= Sen-itiroh Hakomori =

Japanese-American biochemist (1929–2020)

Sen-itiroh Hakomori (箱守仙一郎, Hakomori Sen-itiroh) was a Japanese-American biochemist.

Hakomori was born in Sendai on 13 February 1929, and graduated from Tohoku University Medical College in 1951. He elected for further study in biochemistry under Hajime Masamune. As a Fulbright Scholar, Hakomori also worked with Roger W. Jeanloz. In 1959, Hakomori began teaching at the Tohoku College of Pharmaceutical Science.

Hakomori returned to the United States in 1964, again working under Jeanloz. In 1966, Hakomori joined the faculty of Brandeis University. He left Massachusetts two years later for a position at the University of Washington. Upon moving to Washington, Hakomori concurrently began work for the Fred Hutchinson Cancer Research Center and later the Pacific Northwest Research Institute. The Society for Glycobiology gave Hakomori its Karl Meyer Award in 1995. He was elected member of the Finnish Society of Sciences and Letters in 1987 and of the National Academy of Sciences in 2000. Hakomori shared the Society for Glycobiology's 2011 Rosalind Kornfeld Award with Yuan-Chuan Lee.

He died at home in Mercer Island, Washington on November 10, 2020.

(Collected data)
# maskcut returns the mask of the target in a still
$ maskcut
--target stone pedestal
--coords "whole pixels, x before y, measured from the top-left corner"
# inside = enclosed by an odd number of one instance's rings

* **Task goal**: Reproduce the full biography of Sen-itiroh Hakomori word for word.

* **Answer below**:
= Sen-itiroh Hakomori =

Japanese-American biochemist (1929–2020)

Sen-itiroh Hakomori (箱守仙一郎, Hakomori Sen-itiroh) was a Japanese-American biochemist.

Hakomori was born in Sendai on 13 February 1929, and graduated from Tohoku University Medical College in 1951. He elected for further study in biochemistry under Hajime Masamune. As a Fulbright Scholar, Hakomori also worked with Roger W. Jeanloz. In 1959, Hakomori began teaching at the Tohoku College of Pharmaceutical Science.

Hakomori returned to the United States in 1964, again working under Jeanloz. In 1966, Hakomori joined the faculty of Brandeis University. He left Massachusetts two years later for a position at the University of Washington. Upon moving to Washington, Hakomori concurrently began work for the Fred Hutchinson Cancer Research Center and later the Pacific Northwest Research Institute. The Society for Glycobiology gave Hakomori its Karl Meyer Award in 1995. He was elected member of the Finnish Society of Sciences and Letters in 1987 and of the National Academy of Sciences in 2000. Hakomori shared the Society for Glycobiology's 2011 Rosalind Kornfeld Award with Yuan-Chuan Lee.

He died at home in Mercer Island, Washington on November 10, 2020.